### Supplied text
Medicaid patients continue to be last in line when it comes to finding doctors willing to serve them.
At least that’s the conclusion drawn in a new analysis prepared by the Medicaid and CHIP Payment and Access Commission.
According to a presentation delivered at a MACPAC meeting last week:
- Doctors are less likely to accept new Medicaid patients (70.8 percent) than they are patients insured by Medicare (85.3 percent) or private insurers (90 percent), with a much greater differential in acceptance rates among specialists and psychiatrists.
- Pediatricians, general surgeons, and ob/gyns have a higher acceptance rate of Medicaid patients than physicians as a whole.
- Physicians in states with high managed care penetration rates are less likely (66.7 percent) to accept Medicaid patients than physicians in states with low managed care penetration (78.5 percent).
- There is no meaningful differential in acceptance rates among physicians in Medicaid expansion states and states that did not expand their Medicaid programs under the Affordable Care Act.
- Physician acceptance rates have not changed since adoption of the Affordable Care Act in either Medicaid expansion nor non-Medicaid expansion states.
- The higher the ratio of Medicaid-to-Medicare physician payments in an individual state, the more likely that physicians in those states will accept Medicaid patients. The difference is especially great among general practitioners and ob/gyns.

### Work task
Please copy the part of the text on Medicaid patients that begins at the words "- Physician acceptance" and stops after "non-Medicaid expansion states.", with every word unchanged.

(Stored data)
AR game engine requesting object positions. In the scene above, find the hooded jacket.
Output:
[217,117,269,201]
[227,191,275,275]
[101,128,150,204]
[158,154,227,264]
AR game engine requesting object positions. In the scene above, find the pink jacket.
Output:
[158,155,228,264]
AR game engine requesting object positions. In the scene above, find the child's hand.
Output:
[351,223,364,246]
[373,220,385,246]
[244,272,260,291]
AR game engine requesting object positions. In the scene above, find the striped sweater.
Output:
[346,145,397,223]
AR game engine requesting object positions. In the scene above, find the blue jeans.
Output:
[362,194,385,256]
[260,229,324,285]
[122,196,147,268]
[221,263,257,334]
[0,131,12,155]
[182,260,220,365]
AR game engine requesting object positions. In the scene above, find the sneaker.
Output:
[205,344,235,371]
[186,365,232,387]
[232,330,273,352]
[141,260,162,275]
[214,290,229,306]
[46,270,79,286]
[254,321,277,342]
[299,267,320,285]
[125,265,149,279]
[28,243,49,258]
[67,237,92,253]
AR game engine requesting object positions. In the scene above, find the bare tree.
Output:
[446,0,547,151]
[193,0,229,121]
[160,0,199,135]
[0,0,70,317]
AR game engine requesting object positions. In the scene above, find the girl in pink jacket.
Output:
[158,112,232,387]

### Written response
- Physician acceptance rates have not changed since adoption of the Affordable Care Act in either Medicaid expansion nor non-Medicaid expansion states.